====== Stored rows ======

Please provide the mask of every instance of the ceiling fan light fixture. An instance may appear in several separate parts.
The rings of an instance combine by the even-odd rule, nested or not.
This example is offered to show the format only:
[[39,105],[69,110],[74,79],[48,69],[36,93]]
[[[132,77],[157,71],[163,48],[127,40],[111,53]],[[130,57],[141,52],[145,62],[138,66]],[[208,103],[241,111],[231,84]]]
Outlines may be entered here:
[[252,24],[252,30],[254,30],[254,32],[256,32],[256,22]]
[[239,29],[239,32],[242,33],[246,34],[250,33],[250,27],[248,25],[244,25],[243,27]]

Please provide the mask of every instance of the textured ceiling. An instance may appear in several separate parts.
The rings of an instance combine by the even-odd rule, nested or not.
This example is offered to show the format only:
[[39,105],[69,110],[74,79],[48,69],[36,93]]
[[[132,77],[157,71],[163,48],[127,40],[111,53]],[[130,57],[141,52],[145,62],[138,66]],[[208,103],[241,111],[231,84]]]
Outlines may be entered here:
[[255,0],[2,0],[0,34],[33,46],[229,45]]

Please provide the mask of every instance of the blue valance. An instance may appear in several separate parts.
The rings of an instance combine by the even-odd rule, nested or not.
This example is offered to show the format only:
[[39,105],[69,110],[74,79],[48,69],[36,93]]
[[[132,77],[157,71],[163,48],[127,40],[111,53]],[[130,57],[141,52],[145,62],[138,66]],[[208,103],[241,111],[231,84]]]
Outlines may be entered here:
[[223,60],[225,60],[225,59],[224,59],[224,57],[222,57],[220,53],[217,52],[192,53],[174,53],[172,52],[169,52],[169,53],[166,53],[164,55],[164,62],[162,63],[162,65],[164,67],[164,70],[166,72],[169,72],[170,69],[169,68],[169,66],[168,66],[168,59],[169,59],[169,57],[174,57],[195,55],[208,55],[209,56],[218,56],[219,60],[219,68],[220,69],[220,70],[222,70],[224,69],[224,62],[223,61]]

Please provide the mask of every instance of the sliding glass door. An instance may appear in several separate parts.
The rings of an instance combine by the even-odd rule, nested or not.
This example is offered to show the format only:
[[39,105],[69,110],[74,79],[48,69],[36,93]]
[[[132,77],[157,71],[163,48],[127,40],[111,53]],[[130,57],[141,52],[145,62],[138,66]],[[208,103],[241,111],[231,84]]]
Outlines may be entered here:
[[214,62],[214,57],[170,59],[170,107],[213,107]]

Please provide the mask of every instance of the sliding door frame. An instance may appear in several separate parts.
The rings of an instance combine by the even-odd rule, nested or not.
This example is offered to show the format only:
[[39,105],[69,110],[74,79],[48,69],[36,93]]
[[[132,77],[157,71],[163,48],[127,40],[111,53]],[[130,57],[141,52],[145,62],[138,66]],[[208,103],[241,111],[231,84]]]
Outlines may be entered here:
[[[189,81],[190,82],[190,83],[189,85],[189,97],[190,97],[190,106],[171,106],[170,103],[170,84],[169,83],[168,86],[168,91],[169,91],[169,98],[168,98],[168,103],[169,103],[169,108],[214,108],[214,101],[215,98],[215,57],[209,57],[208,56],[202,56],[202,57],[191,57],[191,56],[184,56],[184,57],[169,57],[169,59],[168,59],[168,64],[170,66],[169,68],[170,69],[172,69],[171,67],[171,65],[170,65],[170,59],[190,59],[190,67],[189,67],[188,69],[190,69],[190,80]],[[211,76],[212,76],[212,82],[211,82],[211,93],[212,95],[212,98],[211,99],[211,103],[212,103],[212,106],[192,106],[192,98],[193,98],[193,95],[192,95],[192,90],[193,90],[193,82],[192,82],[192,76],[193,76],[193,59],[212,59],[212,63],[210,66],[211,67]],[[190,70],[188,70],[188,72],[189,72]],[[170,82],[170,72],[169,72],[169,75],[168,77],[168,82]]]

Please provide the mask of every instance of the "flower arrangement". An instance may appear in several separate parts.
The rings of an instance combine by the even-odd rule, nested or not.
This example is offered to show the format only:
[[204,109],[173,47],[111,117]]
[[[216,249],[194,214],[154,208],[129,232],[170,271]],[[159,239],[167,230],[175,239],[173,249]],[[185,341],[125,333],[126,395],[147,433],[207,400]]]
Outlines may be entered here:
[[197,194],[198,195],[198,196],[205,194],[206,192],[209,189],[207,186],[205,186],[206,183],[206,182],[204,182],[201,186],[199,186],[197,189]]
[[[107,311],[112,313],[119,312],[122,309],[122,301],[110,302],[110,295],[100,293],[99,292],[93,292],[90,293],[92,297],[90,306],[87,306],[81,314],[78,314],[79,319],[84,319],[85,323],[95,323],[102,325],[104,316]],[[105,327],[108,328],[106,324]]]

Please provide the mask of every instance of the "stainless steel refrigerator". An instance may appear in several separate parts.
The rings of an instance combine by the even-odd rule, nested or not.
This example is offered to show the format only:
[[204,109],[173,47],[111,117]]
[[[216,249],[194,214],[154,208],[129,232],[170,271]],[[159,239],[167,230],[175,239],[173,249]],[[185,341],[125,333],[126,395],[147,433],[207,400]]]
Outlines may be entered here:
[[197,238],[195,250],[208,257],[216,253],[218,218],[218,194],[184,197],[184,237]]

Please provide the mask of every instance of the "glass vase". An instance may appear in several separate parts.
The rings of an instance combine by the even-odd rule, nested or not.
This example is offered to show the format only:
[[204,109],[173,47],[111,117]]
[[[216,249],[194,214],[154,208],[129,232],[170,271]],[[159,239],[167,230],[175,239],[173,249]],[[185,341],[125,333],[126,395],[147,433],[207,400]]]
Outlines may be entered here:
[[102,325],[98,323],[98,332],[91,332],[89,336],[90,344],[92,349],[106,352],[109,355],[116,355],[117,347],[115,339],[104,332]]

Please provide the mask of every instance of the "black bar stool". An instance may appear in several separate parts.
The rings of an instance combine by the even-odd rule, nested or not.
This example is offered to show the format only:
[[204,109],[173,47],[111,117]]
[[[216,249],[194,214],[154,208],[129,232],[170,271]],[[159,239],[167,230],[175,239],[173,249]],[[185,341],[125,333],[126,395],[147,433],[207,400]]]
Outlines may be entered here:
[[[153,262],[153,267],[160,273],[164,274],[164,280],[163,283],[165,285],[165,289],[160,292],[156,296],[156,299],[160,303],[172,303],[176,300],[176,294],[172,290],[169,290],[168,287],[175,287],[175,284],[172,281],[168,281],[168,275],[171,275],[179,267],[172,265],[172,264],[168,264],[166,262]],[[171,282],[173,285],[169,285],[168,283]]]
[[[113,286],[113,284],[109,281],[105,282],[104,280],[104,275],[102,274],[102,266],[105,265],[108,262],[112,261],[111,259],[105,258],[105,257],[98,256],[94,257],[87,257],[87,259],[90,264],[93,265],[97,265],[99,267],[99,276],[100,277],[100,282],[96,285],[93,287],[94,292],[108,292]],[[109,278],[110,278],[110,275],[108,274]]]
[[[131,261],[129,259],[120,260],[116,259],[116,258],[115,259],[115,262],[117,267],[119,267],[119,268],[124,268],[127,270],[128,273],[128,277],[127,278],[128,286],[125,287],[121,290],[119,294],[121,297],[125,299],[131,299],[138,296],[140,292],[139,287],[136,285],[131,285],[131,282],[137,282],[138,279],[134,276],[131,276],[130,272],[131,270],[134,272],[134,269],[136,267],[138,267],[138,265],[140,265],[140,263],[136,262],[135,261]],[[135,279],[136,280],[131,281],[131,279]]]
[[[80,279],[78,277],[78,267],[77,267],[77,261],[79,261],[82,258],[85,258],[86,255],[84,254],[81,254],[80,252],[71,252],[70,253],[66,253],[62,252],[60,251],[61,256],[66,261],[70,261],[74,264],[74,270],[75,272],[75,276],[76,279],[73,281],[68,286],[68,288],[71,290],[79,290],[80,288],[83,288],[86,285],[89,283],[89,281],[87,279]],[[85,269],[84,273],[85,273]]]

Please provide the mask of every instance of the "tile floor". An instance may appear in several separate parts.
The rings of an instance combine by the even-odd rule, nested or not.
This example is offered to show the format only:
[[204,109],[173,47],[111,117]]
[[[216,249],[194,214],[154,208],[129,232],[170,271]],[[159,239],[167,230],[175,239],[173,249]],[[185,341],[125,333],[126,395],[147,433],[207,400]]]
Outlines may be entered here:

======

### [Given exercise]
Rewrite the lines that begin at the line containing "Please provide the mask of every instance of the blue" and end after the line containing "[[214,62],[214,57],[170,59],[170,107],[213,107]]", replacing "sliding glass door" with "patio door" and leaving all else unchanged.

### [Answer to the task]
Please provide the mask of every instance of the blue valance. An instance may appear in several separate parts.
The rings of an instance combine by the even-odd rule, nested or not.
This example is offered to show the format only:
[[39,105],[69,110],[74,79],[48,69],[36,93]]
[[[132,77],[157,71],[163,48],[127,40],[111,53]],[[130,57],[141,52],[145,62],[138,66]],[[208,103],[241,111],[231,84]]]
Outlines may be entered here:
[[223,60],[225,60],[225,59],[224,59],[224,57],[222,57],[220,53],[217,52],[192,53],[174,53],[172,52],[169,52],[169,53],[166,53],[164,55],[164,62],[162,63],[162,65],[164,67],[164,70],[166,72],[169,72],[170,69],[169,68],[169,66],[168,66],[168,59],[169,59],[169,57],[174,57],[195,55],[208,55],[209,56],[218,56],[219,60],[219,68],[220,69],[220,70],[222,70],[224,69],[224,62],[223,61]]

Please provide the mask of every instance of the patio door. An instance may appear in several separate parts.
The rings of an instance combine by the even-odd rule, nested or not.
This example is offered to show the format only:
[[39,105],[69,110],[74,79],[48,69],[36,93]]
[[[132,77],[157,71],[163,48],[127,40],[111,53]],[[130,57],[141,52],[145,62],[138,66]],[[208,103],[241,111],[231,84]]]
Outlines may be entered here:
[[214,62],[214,57],[170,59],[170,107],[213,107]]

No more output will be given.